__Texto mostrado__
================================

La curiosa delgada línea entre la distopía y lo apocalíptico

«Alguien alguna vez dijo que es mucho más fácil imaginar el fin del mundo que imaginar el fin del capitalismo. Ahora podemos revisar esta idea mientras somos testigos del intento de imaginar el capitalismo mediante imaginar el fin del mundo» Fredric Jameson, ‘Future City’, 2003

« Post-apocalíptico (un mundo en el que el apocalipsis no ha acabado sino que ha progresado de un discreto punto de ruptura hacia una afección contínua -en términos Heideggerianos, del Ereignís al Ser- y con una iconografía contemporánea popular siendo Mad Max (1980s) de los pioneros» Florian Cramer ‘What is Post-digital?’, 2013

Es un (aparente) error común que en múltiples conversaciones, en los medios y en nuestro imaginario cultural se confundan e intercambien los términos «distópico» con «apocalíptico», o post-apocalíptico en su defecto. En un principio podría parecer que se debe simplemente a una incomprensión generalizada (o ignorancia y postureo como otros prefieren llamar) de los significados de ambas palabras mientras a su vez, en la cultura popular (películas, videojuegos) ambos conceptos han sido explotados en las últimas décadas, y con especial asiduidad, al máximo, en los pasados 10 años.

================================

__Tareas propuestas__
A – Convierte en una lista breve el párrafo del texto sobre la distopía y lo apocalíptico que comienza con «Es un (aparente) error común», sin perder sus datos principales.
B – Prosigue el texto sobre la distopía y lo apocalíptico a partir de la última oración que aparece.

================================

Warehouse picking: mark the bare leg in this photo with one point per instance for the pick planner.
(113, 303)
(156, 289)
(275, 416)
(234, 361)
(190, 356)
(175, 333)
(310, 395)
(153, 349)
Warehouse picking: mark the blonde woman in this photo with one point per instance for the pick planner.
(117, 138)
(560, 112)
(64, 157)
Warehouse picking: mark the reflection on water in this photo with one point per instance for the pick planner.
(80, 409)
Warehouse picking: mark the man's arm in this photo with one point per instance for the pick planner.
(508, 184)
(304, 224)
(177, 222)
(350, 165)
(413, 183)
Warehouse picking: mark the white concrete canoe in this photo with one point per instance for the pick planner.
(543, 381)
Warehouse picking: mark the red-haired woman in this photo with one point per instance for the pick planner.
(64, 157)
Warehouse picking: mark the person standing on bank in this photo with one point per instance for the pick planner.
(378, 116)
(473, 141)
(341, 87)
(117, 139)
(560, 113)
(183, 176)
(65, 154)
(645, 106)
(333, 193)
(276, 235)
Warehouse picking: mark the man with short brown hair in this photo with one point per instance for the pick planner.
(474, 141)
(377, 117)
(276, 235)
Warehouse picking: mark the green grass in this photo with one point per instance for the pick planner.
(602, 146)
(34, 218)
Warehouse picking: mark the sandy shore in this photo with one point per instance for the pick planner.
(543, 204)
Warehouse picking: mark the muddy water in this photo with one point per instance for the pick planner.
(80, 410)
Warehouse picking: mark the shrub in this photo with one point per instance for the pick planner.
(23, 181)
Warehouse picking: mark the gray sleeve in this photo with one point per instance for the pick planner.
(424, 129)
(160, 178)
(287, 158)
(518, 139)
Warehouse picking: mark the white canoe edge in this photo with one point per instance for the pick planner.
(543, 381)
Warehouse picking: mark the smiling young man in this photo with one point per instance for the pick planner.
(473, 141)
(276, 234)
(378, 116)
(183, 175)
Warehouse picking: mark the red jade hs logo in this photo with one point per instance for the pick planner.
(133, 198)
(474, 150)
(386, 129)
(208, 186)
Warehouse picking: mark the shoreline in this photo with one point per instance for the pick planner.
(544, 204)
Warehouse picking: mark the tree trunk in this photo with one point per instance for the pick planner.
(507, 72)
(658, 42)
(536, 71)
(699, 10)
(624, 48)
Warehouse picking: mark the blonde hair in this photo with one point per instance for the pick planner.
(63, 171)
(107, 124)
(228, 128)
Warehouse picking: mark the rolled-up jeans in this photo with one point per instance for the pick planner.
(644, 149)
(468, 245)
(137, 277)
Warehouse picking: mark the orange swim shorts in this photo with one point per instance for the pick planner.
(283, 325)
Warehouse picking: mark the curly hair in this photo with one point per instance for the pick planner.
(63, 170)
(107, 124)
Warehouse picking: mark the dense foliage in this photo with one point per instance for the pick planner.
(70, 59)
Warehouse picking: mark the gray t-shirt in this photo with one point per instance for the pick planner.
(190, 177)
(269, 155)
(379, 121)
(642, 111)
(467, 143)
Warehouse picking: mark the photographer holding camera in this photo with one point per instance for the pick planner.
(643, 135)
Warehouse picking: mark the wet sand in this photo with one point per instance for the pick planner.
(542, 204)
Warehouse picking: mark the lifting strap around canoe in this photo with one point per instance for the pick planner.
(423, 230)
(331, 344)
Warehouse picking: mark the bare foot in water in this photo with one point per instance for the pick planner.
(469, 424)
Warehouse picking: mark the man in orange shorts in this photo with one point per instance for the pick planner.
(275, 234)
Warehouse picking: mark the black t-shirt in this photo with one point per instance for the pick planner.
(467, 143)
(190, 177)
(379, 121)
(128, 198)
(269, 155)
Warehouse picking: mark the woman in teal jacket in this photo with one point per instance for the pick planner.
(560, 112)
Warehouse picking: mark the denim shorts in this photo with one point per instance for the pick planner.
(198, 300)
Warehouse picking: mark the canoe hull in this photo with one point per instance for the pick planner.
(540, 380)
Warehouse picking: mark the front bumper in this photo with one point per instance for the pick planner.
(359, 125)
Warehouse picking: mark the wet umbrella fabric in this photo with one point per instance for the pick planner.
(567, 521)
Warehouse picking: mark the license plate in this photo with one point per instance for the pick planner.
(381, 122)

================================

__Respuestas en orden__
A –
- Es un error común, al menos en apariencia, que en conversaciones, en los medios y en el imaginario cultural se confundan e intercambien los términos «distópico» y «apocalíptico» (o post-apocalíptico).
- A primera vista parece deberse a una incomprensión generalizada del significado de ambas palabras, que otros prefieren llamar ignorancia y postureo.
- A la vez, la cultura popular, con películas y videojuegos, ha explotado al máximo ambos conceptos en las últimas décadas, y con especial asiduidad en los pasados 10 años.

B –
Pero existen más motivos por los que esta confusión se repite una, y otra, y otra vez, incluso entre bastantes aficionados al género fantástico (o más tristemente, por editores y profesionales de la cultura que en un principio una espera que sepan usar bien las «etiquetas», como a veces les llaman sin compasión ni escrúpulos).

Si lectora, ahora mismo te preguntas qué diferencias existen entre apocalíptico y distópico, voy a hacer un paréntesis para definirlos un poco.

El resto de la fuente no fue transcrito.